• [THE DATA]:
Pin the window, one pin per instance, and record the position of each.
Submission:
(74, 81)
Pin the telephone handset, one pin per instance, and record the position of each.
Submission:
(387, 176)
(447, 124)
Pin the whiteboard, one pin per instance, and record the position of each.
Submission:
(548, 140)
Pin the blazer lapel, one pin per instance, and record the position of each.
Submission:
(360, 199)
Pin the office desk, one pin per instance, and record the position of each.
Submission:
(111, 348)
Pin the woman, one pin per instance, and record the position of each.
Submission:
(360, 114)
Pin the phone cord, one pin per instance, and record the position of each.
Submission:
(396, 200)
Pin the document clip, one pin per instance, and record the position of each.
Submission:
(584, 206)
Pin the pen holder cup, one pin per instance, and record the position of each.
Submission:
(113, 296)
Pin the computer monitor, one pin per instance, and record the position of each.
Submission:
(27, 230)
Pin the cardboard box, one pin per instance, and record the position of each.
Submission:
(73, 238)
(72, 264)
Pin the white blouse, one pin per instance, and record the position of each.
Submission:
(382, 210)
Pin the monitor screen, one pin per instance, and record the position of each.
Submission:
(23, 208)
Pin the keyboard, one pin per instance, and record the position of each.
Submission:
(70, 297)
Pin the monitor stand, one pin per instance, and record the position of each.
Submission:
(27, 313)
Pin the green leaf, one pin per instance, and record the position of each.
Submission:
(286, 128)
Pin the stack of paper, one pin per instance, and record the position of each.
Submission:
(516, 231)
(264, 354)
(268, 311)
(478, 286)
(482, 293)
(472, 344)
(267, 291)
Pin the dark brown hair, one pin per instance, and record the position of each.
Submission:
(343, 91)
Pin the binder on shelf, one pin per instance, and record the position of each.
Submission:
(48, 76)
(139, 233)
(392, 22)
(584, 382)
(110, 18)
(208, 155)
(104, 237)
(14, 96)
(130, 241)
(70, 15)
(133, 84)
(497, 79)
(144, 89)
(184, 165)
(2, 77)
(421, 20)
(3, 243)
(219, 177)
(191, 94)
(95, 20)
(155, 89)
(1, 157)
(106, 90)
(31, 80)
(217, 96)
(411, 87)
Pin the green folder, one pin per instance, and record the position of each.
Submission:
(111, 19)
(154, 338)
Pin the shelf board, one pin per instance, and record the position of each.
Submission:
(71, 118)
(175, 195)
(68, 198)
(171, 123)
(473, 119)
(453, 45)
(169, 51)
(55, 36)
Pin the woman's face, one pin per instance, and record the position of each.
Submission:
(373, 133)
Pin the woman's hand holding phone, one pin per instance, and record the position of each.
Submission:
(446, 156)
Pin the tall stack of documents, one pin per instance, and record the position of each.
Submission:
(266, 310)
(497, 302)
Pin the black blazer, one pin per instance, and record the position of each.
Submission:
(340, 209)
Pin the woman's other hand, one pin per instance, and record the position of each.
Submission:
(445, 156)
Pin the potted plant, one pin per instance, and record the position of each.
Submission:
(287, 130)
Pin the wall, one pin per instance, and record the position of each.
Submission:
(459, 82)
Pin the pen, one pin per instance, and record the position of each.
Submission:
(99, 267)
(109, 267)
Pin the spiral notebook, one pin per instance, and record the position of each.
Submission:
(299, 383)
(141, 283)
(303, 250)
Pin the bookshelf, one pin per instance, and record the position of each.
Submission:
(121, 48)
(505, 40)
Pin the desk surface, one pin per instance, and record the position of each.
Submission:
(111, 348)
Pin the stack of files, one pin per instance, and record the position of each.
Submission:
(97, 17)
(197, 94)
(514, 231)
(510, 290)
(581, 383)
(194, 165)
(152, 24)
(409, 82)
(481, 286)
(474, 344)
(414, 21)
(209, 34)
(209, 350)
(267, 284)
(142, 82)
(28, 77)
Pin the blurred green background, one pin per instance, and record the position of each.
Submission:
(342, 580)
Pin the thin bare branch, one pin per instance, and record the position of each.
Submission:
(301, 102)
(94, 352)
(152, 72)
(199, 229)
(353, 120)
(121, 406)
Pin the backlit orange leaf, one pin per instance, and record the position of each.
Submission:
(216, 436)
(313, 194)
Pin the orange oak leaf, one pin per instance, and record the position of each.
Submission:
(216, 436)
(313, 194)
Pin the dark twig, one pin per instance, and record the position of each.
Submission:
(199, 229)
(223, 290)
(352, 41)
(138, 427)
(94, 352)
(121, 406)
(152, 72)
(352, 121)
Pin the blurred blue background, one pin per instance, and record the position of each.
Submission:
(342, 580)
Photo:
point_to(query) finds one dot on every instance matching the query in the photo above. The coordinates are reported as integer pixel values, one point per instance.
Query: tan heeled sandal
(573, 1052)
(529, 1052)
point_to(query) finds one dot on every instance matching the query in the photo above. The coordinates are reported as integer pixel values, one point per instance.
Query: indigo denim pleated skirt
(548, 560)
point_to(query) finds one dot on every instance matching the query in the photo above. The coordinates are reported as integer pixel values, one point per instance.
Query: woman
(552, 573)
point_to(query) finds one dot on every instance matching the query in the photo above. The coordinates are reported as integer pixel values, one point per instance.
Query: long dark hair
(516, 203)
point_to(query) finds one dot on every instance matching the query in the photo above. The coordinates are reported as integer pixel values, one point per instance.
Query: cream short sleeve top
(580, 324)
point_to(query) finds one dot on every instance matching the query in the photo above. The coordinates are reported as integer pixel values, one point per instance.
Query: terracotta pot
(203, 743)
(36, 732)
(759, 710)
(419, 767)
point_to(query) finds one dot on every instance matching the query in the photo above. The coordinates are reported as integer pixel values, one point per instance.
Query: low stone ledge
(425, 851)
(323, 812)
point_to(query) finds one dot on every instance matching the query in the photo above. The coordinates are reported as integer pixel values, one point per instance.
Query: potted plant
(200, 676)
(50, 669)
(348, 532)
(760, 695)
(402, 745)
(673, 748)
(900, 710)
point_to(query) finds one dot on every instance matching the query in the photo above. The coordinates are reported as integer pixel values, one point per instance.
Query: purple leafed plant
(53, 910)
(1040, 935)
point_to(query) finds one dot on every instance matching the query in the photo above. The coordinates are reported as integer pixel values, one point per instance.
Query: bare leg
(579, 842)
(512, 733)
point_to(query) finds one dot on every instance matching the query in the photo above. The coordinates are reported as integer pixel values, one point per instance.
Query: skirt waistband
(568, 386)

• [YOUR INSTRUCTIONS]: Set down the data once more, word for word.

• [ANSWER SECTION]:
Pin the window, one pin per instance, and record the position of each.
Submission:
(74, 81)
Pin the telephone handset, one pin per instance, and record the position of each.
Submission:
(387, 176)
(447, 124)
Pin the whiteboard, one pin per instance, and record the position of each.
Submission:
(548, 140)
Pin the blazer lapel, one pin per instance, and record the position of each.
Submission:
(360, 199)
Pin the office desk, one pin per instance, and record the position of each.
Submission:
(111, 348)
Pin the woman, one pin per instance, and record the position of each.
Submission:
(360, 114)
Pin the phone cord, one pin per instance, and record the position of each.
Submission:
(396, 200)
Pin the document clip, one pin per instance, and record the position of each.
Submission:
(584, 206)
Pin the pen holder cup, one pin per instance, and record the position of each.
Submission:
(113, 296)
Pin the computer monitor, one pin per instance, and record the position of each.
Submission:
(27, 230)
Pin the cardboard box, one pin per instance, and record the position of each.
Submission:
(73, 238)
(72, 264)
Pin the white blouse, one pin per instance, and record the position of each.
Submission:
(382, 210)
Pin the monitor screen, one pin per instance, and record the position of each.
Submission:
(23, 208)
Pin the keyboard, one pin per instance, and record the position of each.
Submission:
(70, 297)
Pin the monitor stand, one pin per instance, and record the position of each.
Submission:
(27, 313)
Pin the green leaf, one pin per instance, and record the position of each.
Submission:
(286, 128)
Pin the stack of paper, one pin per instance, and record the position of each.
Submission:
(516, 231)
(264, 354)
(268, 311)
(478, 286)
(482, 293)
(472, 344)
(267, 291)
Pin the dark brown hair, one pin per instance, and record the position of each.
Submission:
(343, 91)
Pin the binder on shelf, one pin per instance, and record the position of each.
Submission:
(48, 76)
(139, 233)
(392, 22)
(584, 382)
(110, 18)
(208, 155)
(104, 237)
(14, 96)
(130, 241)
(70, 15)
(133, 84)
(497, 79)
(144, 89)
(184, 165)
(2, 77)
(421, 20)
(3, 243)
(219, 177)
(191, 94)
(95, 20)
(155, 89)
(1, 157)
(106, 90)
(31, 80)
(217, 96)
(411, 87)
Pin the green folder, one pin per instance, and record the position of each.
Submission:
(111, 19)
(154, 338)
Pin the shelf board, one pin per instance, and record the position of each.
Submission:
(71, 118)
(175, 195)
(68, 198)
(171, 123)
(473, 119)
(453, 45)
(169, 51)
(55, 36)
Pin the woman's face, one pin per instance, and record the position of each.
Submission:
(373, 133)
Pin the woman's hand holding phone, one pin per instance, and record the position of each.
Submission:
(446, 156)
Pin the tall stack of documents, one pin per instance, and record the position of each.
Submission:
(266, 310)
(497, 302)
Pin the black blazer, one pin per instance, and record the position of each.
Submission:
(340, 209)
Pin the woman's other hand, one pin per instance, and record the position of each.
Submission:
(445, 156)
Pin the potted plant, one pin per instance, and record the position of each.
Submission:
(287, 130)
Pin the wall, one pin per instance, and record the position of each.
Submission:
(459, 82)
Pin the pen, one pin per instance, and record the position of each.
Submission:
(99, 267)
(109, 267)
Pin the spiral notebook, one pin per instance, and record the position of each.
Submission:
(299, 383)
(141, 283)
(303, 250)
Pin the bookshelf, one pin per instance, and record the position of each.
Submission:
(121, 48)
(505, 40)
Pin the desk surface, one pin per instance, and record the position of each.
Submission:
(111, 348)
Pin the stack of files, one pin per instance, and record the position of each.
Submission:
(97, 17)
(197, 94)
(514, 231)
(510, 290)
(581, 383)
(194, 165)
(152, 24)
(409, 82)
(481, 286)
(474, 344)
(414, 21)
(209, 34)
(209, 350)
(267, 284)
(142, 82)
(28, 77)
Pin the blurred green background, one pin per instance, and record the position of each.
Submission:
(342, 580)
Pin the thin bare branch, one pin per instance, and record the position of each.
Submission:
(301, 102)
(94, 352)
(152, 72)
(199, 229)
(353, 120)
(121, 406)
Pin the backlit orange leaf, one pin per instance, and record the position of each.
Submission:
(216, 436)
(313, 194)
Pin the orange oak leaf, one pin per instance, and record the position of each.
Submission:
(216, 436)
(313, 194)
Pin the dark twig, one pin per instance, and record the position of each.
Submission:
(199, 229)
(223, 290)
(352, 41)
(138, 427)
(94, 352)
(121, 406)
(152, 72)
(352, 121)
Pin the blurred blue background, one pin per instance, and record the position of each.
Submission:
(342, 580)
Photo:
point_to(query) finds one dot on every instance matching the query in the photo above. The coordinates are reported as integer pixel values, one point per instance.
Query: tan heeled sandal
(573, 1052)
(529, 1052)
point_to(query) finds one dot on every instance matching the query in the photo above. The coordinates are reported as integer pixel values, one point per instance.
Query: indigo denim pleated skirt
(548, 560)
point_to(query) finds one dot on every instance matching the query in the photo above. The coordinates are reported as integer pixel values, one point per instance.
Query: woman
(552, 573)
point_to(query) finds one dot on every instance matching the query in the photo above. The coordinates are reported as integer pixel values, one point per instance.
Query: long dark hair
(516, 203)
point_to(query) finds one dot on every instance matching the query in the photo above. The coordinates are reported as integer pixel values, one point per instance.
Query: cream short sleeve top
(580, 324)
point_to(query) finds one dot on every instance matching the query in the photo above. The coordinates are reported as integer pixel values, one point per instance.
Query: terracotta pot
(203, 743)
(36, 732)
(759, 710)
(419, 767)
point_to(query) finds one dot on every instance matching the query in the photo above. The coordinates are reported as integer pixel values, one point per instance.
Query: low stone ledge
(425, 851)
(323, 812)
point_to(query) finds one dot on every instance matching the query in the photo above. The coordinates are reported as integer pixel values, one point per instance.
Query: potted plant
(200, 676)
(50, 669)
(348, 532)
(760, 695)
(402, 745)
(673, 748)
(900, 710)
point_to(query) finds one dot on every instance matching the query in the photo above. The coordinates are reported as integer pixel values, one point per instance.
Query: purple leafed plant
(53, 910)
(1040, 935)
point_to(query) finds one dot on every instance matching the query in the photo above. The coordinates are reported as integer pixel values, one point per instance.
Query: bare leg
(579, 842)
(512, 733)
point_to(query) finds one dot on every instance matching the query in the photo above. The coordinates are reported as integer pixel values, one point per instance.
Query: skirt waistband
(568, 386)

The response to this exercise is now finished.